== About this exercise ==
Return the entries in their entirety, precisely as given.

________

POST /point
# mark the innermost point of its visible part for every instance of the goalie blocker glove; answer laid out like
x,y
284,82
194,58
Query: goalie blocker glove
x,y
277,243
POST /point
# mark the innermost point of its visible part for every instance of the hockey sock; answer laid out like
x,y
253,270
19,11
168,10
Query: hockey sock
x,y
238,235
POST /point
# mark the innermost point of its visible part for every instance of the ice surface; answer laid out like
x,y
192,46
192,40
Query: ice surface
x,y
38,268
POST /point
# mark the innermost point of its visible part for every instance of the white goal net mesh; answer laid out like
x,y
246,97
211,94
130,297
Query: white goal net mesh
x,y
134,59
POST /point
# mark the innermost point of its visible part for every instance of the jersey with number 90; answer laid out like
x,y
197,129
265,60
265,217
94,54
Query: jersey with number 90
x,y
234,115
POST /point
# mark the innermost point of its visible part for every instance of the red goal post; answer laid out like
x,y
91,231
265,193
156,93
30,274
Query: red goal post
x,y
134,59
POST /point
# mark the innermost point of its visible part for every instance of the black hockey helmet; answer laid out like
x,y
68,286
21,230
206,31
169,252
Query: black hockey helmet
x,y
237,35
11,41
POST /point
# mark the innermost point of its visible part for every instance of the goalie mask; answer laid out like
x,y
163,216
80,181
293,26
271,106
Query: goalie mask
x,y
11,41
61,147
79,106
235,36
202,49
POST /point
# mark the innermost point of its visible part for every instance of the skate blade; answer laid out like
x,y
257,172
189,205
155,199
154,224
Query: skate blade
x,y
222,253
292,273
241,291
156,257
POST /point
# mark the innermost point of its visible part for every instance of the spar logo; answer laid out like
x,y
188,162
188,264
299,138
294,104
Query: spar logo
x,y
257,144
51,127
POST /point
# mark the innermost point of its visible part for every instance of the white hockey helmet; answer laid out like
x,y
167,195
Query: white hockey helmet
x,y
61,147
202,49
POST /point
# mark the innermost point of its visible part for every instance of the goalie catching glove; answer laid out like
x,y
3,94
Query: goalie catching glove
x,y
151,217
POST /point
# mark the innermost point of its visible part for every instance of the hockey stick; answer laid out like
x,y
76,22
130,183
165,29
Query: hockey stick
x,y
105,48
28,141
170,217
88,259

________

== Result of this task ==
POST /point
# mark the innermost point of its visible part for every instance of the goalie blocker glove; answer laid out like
x,y
284,82
194,58
Query: goalie blocker glove
x,y
277,243
POST /point
# mark the innermost point of its visible part for every instance of the hockey sock; answer laid out like
x,y
253,270
19,11
168,10
Query: hockey sock
x,y
238,235
POST /point
# mark the innermost point of its visible part for every instance of the ice surface; answer laid out like
x,y
192,46
192,40
Query: ice surface
x,y
38,268
POST /point
# mark the innermost point of its visible part for every instance of the white goal net mesh; answer laid out like
x,y
246,97
211,94
130,297
Query: white goal net mesh
x,y
134,59
POST /point
# mark the innermost point of its visible part for every instance of the jersey with number 90; answer laid out like
x,y
197,129
265,60
265,217
94,54
Query: jersey with number 90
x,y
234,115
POST /point
# mark the innermost point of its visible part for every instance of the red goal post; answer laid out like
x,y
91,231
265,193
156,93
30,274
Query: red goal post
x,y
134,59
POST /point
# mark the innermost point of its visible part for every instance of the black hockey helmet; answer laid out like
x,y
68,286
21,230
206,31
169,252
Query: black hockey helmet
x,y
237,35
11,41
POST /point
# mark the innermost point of its visible part for every instance of the goalie mask; answer laid out like
x,y
163,216
80,181
293,26
271,106
Query: goalie mask
x,y
11,41
61,147
79,106
235,36
202,49
POST /point
# mark the innermost point of its visible part for every instance of the skate blade; answer laid out like
x,y
257,172
189,205
155,199
154,224
Query: skate blade
x,y
222,253
292,273
241,291
156,257
POST /point
# mark the innermost point of its visible part for every instance of the spar logo; answer laid out like
x,y
188,162
188,264
299,138
294,104
Query: spar logo
x,y
257,144
51,127
POST /point
# mark the innermost point of its visible part for every instance of the white hockey helmet; answer laid out like
x,y
167,195
Query: white hockey helmet
x,y
61,147
202,49
POST /point
# mark the innermost point of its visible part for every instance of the goalie catching glove; answer laid out like
x,y
3,94
Query: goalie catching glove
x,y
151,217
POST /point
# mark the innermost point of its visible part for every instance of the hockey stick; answer laid out like
x,y
76,22
130,183
165,29
Query: hockey stick
x,y
105,48
28,141
170,217
88,259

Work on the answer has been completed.